— Start Excerpted passage —
Spring Veggie Cauliflower Fried Rice with Scrambled Tofu

standard March 16, 2016 1 response

Spring Veggie Cauliflower Fried Rice with Scrambled Tofu | Neat & Nutritious

The cauliflower rice craze has always struck me as a little odd. Rice is our friend. Carbs are good. They give us necessary energy to function everyday. So why replace rice with cauliflower? Wouldn’t it lack the satiety, the depth of flavors and fullness that hearty brown rice provides to this classic dish. Then I finally tried it. And, oh, is it good. You can eat so much more! And it’s not mushy and bland at all. Rather, its full of depth of flavor since cauliflower soaks up all the tamari and sesame oil. You get a hearty, rich dish with less sodium, more veggies, and plenty of carb-rich goodness.

Cauliflower Fried Rice with Scrambled Tofu | Neat & Nutritious

Spring Veggie Cauliflower Fried Rice with Scrambled Tofu

Yield: Serves 4

Calories per serving: 213 kcal

Spring Veggie Cauliflower Fried Rice with Scrambled Tofu

Packed with spring veggies and scrambled tofu, this version of traditional fried rice is packed with flavor, without the heaviness of rice.


  • 1 block extra firm tofu
  • 1 T coconut oil, divided
  • 1 tsp turmeric
  • 1 T nutritional yeast
  • 1 c broccoli, diced
  • 1 c mushrooms, diced
  • 1/2 c carrots, chopped
  • 1/2 c snap peas, diced
  • 1 small head cauliflower, diced in small florets
  • 1/4 c tamari, or soy sauce
  • 1 tsp toasted sesame oil
  • 1 T green onion (optional)
— End Excerpted passage —
- _To do_:
1: Answer these questions using the recipe:
(a) How many servings does the recipe yield?
(b) How many calories does each serving contain?
(c) How much tamari does the recipe call for?
2: Repeat the recipe word for word, starting with "Calories per serving: 213" and going on through "heaviness of rice.".
3: Decide whether each statement agrees with the recipe, and quote the words that settle it:
(a) The recipe calls for extra firm tofu.
(b) The green onion is a required ingredient.
(c) The author finds cauliflower fried rice mushy and bland.
— Start Data listing —
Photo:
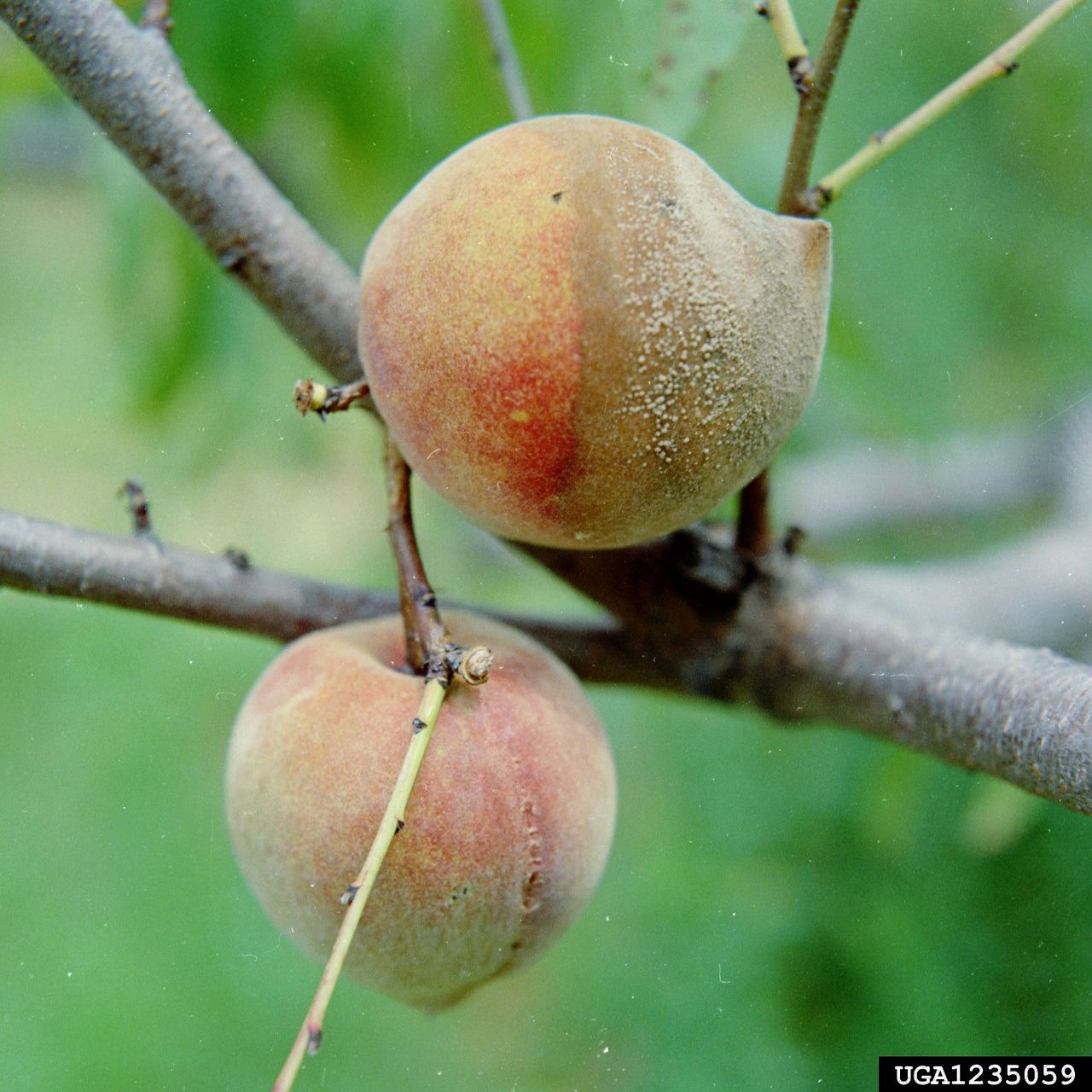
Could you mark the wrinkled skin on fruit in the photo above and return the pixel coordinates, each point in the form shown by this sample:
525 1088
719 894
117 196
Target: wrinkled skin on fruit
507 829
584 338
— End Data listing —
- _Full answers_:
1:
(a) 4
(b) 213 kcal
(c) 1/4 c

2:
Calories per serving: 213 kcal

Spring Veggie Cauliflower Fried Rice with Scrambled Tofu

Packed with spring veggies and scrambled tofu, this version of traditional fried rice is packed with flavor, without the heaviness of rice.

3:
(a) Yes: "1 block extra firm tofu"
(b) No: "1 T green onion (optional)"
(c) No: "And it’s not mushy and bland at all."